## Exercise requirements
Please format the records from their start through the line containing "pixel 799 360" as a two-column CSV with the headers input and output. Each row should pair one text with its answer, each in a single quoted field with line breaks replaced by spaces, and the pictures should be left out.

## begin

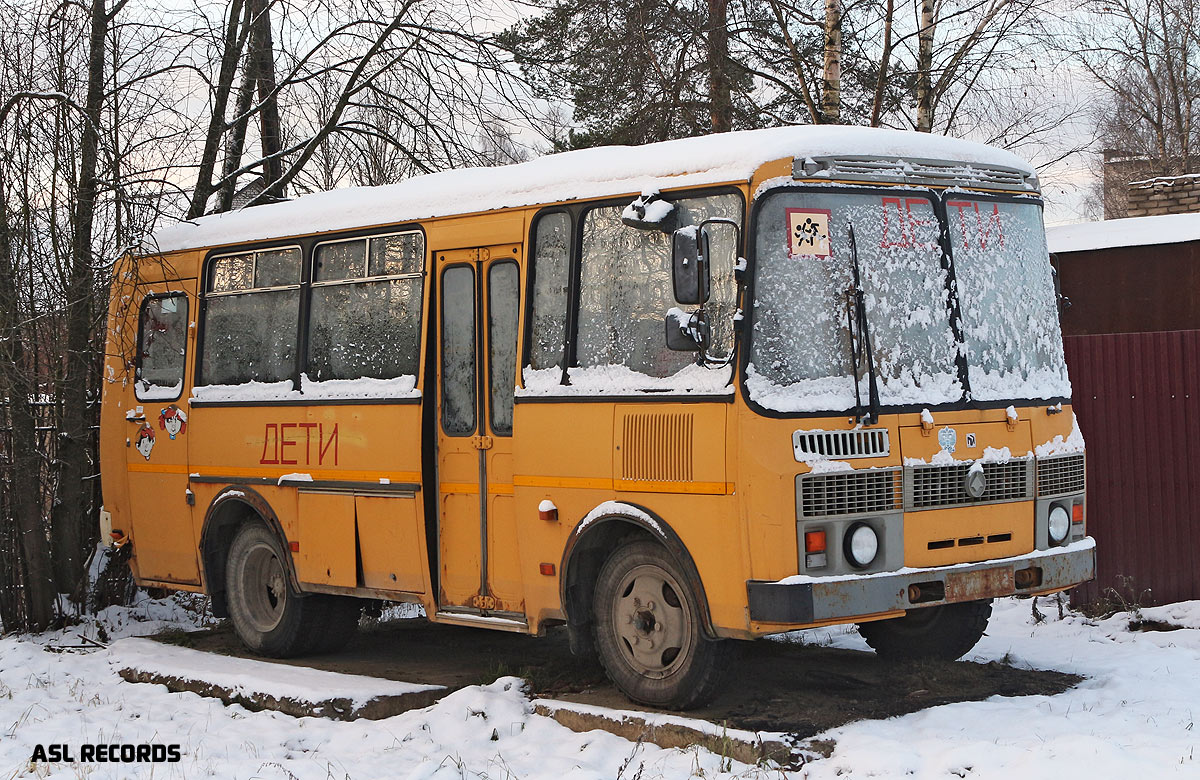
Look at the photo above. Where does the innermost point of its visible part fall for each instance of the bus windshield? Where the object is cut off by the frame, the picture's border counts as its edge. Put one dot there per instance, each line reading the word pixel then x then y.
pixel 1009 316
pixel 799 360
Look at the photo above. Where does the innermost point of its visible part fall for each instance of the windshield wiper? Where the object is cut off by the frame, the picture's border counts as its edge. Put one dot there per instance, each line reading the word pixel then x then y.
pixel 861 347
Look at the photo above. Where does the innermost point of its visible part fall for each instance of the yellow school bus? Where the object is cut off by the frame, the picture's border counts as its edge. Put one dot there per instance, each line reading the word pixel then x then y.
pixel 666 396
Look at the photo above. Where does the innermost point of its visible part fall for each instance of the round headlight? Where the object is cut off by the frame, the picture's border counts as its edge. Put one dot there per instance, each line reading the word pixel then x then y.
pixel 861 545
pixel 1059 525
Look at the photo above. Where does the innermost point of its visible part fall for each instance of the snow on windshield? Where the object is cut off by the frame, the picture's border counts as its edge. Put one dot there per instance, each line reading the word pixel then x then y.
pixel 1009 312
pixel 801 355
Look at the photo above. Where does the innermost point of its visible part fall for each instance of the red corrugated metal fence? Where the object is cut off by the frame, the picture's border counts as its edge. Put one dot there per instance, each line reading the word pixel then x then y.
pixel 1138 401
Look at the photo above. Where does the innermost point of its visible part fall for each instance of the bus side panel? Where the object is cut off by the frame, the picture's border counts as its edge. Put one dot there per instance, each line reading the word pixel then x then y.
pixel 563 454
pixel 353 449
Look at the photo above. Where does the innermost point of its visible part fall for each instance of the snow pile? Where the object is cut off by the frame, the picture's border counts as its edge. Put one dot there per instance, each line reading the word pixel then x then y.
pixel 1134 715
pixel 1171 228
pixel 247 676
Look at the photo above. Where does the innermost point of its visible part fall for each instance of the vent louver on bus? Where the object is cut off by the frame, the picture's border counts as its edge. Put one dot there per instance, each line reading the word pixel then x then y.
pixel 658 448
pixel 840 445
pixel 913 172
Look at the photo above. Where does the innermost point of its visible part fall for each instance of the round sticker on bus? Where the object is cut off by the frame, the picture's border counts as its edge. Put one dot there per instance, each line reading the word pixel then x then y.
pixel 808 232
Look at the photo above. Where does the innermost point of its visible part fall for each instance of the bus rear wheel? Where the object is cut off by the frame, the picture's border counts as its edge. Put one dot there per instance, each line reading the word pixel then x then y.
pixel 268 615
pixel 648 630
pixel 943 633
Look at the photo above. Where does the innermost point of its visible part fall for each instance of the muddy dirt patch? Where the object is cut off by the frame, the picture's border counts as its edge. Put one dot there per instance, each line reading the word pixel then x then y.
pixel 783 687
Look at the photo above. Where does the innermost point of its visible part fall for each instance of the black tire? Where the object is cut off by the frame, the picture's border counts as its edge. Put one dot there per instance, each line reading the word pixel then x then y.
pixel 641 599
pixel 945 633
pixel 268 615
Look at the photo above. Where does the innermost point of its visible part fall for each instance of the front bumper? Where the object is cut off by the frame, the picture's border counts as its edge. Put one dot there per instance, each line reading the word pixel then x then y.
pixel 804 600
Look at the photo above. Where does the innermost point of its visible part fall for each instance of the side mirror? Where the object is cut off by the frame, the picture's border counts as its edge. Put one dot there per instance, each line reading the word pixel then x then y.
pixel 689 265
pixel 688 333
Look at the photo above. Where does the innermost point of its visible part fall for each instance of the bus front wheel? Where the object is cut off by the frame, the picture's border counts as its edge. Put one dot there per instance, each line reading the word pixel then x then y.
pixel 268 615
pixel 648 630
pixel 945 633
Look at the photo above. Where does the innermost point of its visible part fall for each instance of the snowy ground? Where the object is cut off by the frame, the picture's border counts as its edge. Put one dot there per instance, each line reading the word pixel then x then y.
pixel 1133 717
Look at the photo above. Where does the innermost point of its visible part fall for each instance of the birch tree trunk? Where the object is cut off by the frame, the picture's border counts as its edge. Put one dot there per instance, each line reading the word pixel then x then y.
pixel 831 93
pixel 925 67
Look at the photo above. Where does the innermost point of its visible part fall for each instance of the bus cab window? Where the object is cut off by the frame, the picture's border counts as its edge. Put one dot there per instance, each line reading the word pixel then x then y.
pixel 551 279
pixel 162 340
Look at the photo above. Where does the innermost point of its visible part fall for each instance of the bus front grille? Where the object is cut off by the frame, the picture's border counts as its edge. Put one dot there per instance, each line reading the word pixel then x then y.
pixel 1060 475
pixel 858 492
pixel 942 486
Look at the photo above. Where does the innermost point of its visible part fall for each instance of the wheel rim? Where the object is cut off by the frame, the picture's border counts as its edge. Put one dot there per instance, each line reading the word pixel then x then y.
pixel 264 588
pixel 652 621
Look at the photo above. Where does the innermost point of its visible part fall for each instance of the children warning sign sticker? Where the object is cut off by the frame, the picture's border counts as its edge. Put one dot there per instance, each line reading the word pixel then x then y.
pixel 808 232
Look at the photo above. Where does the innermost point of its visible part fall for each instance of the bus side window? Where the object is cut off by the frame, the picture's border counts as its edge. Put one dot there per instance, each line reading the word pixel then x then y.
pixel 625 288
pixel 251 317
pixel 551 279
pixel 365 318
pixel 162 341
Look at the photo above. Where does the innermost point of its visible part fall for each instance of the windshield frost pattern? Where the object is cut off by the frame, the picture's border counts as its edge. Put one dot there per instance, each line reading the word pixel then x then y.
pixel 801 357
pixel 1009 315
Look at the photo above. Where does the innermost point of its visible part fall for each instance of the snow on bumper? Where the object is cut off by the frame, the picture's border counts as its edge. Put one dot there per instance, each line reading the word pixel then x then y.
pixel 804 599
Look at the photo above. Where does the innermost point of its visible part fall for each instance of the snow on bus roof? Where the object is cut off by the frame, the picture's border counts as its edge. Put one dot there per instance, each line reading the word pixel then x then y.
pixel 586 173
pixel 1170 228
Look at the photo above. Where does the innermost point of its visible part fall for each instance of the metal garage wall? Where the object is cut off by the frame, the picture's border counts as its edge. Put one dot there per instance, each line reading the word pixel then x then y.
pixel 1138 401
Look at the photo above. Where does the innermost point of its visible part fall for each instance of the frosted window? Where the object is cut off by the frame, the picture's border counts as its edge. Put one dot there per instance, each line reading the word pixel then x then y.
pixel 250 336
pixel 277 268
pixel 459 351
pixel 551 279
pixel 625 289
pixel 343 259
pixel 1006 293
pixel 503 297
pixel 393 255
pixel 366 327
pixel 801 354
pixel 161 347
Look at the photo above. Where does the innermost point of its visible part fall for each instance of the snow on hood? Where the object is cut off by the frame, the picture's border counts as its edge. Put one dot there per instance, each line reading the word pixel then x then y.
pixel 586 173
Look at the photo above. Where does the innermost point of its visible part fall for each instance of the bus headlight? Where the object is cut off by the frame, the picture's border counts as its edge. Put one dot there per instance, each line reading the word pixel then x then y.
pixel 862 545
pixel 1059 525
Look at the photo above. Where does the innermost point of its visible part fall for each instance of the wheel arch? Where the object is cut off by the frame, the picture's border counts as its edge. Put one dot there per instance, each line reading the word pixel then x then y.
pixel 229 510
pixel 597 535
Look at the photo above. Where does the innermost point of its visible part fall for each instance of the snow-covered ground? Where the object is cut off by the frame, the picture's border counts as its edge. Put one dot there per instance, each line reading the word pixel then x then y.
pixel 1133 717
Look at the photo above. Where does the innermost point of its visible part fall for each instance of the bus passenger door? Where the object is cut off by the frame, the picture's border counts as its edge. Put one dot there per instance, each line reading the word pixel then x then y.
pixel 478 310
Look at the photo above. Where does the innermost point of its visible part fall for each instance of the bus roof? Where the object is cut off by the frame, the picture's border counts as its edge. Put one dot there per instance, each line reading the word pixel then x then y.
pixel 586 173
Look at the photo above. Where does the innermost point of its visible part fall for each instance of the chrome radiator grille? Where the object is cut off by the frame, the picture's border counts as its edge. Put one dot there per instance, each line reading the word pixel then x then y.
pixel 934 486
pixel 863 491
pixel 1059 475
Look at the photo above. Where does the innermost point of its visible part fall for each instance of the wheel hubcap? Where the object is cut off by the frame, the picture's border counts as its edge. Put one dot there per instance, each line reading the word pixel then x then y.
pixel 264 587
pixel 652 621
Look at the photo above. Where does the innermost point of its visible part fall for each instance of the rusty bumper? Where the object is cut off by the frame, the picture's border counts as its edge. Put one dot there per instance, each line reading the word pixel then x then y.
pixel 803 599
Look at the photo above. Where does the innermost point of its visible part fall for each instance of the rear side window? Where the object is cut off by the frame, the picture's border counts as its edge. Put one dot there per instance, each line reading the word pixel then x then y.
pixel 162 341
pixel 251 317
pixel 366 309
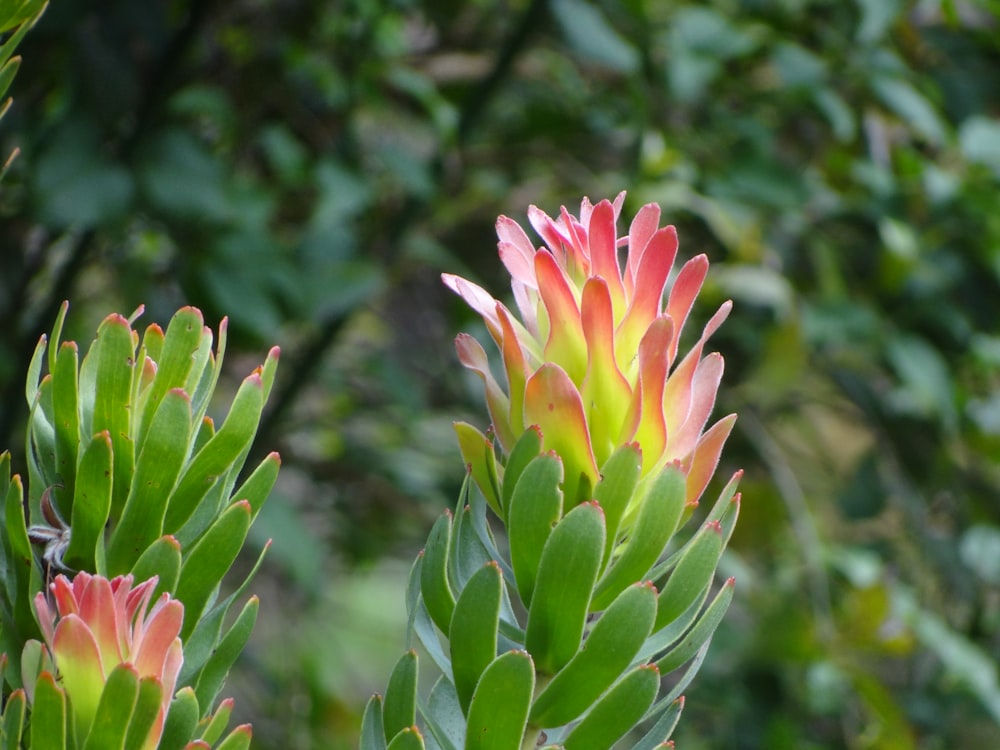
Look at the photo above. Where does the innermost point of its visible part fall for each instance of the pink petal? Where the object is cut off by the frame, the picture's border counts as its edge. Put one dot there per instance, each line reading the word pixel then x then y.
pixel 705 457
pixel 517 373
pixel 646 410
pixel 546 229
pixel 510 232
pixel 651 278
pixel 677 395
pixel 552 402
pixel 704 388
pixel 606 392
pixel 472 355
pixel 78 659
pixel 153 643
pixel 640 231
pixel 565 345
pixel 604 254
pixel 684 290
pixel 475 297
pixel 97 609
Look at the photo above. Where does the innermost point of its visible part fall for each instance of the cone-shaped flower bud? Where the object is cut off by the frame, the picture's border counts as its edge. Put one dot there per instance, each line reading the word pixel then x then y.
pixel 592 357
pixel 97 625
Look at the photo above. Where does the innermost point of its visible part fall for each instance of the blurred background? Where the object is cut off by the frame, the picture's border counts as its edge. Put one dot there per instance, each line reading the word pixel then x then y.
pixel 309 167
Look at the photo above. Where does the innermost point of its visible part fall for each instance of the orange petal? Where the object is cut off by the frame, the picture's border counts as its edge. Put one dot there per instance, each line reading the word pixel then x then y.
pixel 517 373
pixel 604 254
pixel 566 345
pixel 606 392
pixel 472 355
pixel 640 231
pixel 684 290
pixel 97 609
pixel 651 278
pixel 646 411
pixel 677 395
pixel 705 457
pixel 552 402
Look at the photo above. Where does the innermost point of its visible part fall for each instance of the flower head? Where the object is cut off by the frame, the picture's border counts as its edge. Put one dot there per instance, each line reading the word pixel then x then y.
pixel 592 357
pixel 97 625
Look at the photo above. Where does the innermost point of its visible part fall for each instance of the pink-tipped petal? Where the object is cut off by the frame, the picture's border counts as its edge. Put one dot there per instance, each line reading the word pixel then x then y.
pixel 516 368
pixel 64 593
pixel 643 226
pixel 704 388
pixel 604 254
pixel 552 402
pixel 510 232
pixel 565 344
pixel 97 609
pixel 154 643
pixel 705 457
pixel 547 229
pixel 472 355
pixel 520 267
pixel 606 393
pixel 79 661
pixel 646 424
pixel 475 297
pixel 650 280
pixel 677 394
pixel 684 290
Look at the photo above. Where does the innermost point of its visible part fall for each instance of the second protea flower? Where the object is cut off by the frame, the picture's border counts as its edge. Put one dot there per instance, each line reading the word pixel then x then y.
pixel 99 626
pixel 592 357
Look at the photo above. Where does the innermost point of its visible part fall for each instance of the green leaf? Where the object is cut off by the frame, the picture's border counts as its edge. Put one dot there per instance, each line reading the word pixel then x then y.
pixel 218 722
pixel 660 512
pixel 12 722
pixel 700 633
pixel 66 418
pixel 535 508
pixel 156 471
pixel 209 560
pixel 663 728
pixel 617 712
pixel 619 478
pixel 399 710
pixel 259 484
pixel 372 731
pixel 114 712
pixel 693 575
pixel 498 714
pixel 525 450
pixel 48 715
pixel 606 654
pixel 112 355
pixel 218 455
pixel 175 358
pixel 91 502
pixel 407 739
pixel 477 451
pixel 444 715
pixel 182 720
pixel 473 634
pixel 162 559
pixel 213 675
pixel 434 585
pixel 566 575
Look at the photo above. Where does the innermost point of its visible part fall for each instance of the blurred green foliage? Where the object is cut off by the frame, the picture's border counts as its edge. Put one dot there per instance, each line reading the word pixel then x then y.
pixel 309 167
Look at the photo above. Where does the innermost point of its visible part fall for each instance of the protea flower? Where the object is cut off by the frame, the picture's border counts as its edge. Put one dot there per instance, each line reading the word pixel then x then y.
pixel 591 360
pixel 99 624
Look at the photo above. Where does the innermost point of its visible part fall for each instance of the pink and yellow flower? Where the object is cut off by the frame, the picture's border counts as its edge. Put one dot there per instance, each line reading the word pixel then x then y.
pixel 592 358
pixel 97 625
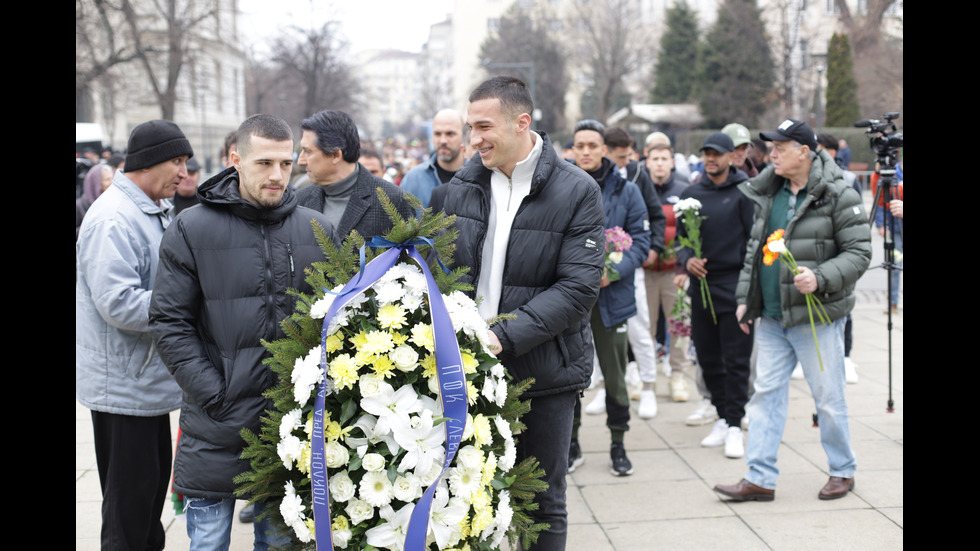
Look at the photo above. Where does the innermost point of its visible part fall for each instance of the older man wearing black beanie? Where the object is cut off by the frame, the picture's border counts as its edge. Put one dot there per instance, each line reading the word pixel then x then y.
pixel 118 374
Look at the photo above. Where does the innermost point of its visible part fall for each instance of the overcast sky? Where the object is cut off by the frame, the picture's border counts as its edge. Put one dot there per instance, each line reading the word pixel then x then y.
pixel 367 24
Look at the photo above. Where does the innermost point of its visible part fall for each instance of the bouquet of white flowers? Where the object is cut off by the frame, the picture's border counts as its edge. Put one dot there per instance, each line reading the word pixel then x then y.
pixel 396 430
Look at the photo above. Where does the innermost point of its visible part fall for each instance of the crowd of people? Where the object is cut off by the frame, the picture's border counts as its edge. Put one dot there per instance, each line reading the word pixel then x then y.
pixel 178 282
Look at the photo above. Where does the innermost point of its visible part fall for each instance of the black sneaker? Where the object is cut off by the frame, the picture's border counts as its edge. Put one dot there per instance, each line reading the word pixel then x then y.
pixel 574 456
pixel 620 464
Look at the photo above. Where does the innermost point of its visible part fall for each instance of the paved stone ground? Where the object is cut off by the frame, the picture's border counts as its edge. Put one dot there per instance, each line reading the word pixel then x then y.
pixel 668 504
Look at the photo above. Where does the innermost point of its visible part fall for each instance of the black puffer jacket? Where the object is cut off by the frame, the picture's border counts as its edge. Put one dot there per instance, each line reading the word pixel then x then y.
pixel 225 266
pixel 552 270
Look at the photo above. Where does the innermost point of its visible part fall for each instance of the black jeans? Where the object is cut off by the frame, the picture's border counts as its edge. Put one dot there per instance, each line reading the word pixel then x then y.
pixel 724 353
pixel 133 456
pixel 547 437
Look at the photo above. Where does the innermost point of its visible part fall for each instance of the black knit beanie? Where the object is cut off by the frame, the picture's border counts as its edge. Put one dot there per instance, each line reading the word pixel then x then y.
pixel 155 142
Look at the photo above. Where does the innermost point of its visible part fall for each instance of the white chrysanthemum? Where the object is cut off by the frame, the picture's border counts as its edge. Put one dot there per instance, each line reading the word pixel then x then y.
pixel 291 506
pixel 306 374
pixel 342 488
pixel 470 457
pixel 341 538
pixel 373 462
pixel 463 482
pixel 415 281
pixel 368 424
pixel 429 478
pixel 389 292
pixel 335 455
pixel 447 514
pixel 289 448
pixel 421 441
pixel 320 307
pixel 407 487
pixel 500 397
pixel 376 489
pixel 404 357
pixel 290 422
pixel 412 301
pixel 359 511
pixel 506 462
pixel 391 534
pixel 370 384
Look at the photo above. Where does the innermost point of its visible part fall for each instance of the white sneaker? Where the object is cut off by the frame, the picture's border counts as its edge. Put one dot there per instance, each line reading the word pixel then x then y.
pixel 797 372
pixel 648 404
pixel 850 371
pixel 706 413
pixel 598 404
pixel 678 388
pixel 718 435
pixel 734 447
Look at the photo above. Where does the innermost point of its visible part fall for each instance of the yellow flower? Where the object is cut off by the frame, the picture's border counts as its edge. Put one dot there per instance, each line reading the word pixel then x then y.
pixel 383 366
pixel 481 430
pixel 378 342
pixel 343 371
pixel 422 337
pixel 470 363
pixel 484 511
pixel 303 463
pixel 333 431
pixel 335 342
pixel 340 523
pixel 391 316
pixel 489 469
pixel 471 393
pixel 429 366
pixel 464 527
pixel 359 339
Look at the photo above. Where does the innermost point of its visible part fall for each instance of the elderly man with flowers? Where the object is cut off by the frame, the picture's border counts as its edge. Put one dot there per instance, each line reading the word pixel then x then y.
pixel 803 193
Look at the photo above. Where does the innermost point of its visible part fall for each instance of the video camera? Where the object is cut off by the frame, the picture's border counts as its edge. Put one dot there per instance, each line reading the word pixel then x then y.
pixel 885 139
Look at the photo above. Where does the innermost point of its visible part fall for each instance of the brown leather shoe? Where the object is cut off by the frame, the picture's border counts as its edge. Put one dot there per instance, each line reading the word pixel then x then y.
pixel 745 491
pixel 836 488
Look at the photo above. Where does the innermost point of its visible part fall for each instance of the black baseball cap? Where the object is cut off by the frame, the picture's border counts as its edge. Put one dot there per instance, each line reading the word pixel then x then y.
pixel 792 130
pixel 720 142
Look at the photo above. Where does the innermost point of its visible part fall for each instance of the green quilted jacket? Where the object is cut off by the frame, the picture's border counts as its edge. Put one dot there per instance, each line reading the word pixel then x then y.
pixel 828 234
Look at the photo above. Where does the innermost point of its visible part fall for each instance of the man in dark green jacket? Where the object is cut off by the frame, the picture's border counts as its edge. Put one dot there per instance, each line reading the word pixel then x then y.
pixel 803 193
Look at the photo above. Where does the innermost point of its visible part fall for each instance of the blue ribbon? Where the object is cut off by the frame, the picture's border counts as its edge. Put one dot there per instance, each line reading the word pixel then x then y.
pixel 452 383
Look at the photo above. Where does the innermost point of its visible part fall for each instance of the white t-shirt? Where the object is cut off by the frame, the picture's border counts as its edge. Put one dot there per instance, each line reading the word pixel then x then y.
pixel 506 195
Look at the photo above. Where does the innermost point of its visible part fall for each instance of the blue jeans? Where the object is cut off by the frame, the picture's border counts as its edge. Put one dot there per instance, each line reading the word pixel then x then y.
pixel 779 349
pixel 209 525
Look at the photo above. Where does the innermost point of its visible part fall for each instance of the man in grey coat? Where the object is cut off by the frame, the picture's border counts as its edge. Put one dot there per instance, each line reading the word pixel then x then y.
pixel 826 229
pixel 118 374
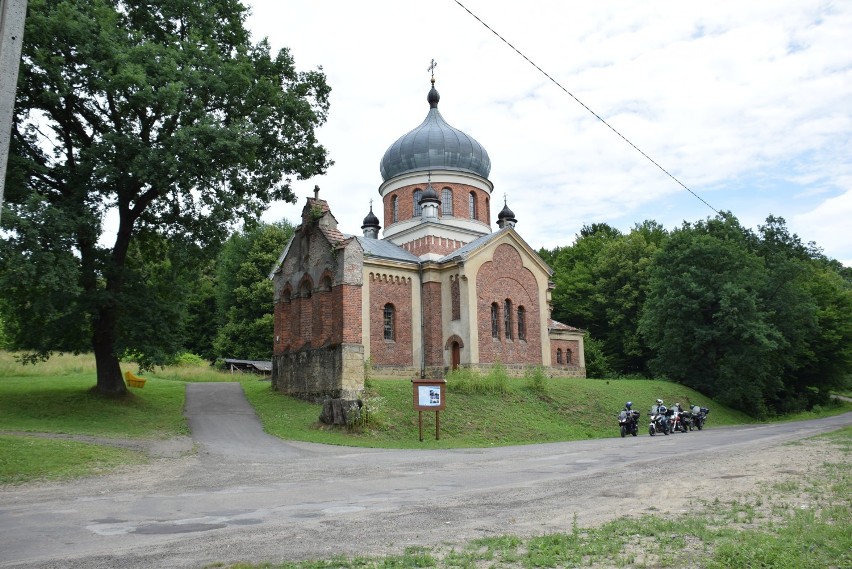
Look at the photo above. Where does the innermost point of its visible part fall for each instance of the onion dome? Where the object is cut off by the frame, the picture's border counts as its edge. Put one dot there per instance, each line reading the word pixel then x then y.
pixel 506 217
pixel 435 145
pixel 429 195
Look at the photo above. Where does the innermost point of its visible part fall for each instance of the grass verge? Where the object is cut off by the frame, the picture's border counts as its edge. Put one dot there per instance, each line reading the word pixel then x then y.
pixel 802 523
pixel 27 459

## end

## Task response
input,output
"Look at the photo above. Where does the innermost point of its visible part fall for each instance of the bus windshield? Where the object is cut off by the frame, the picture's border counts as its edge. Put one dot there per instance, each line reading the word pixel then x then y.","pixel 1009 316 pixel 799 360"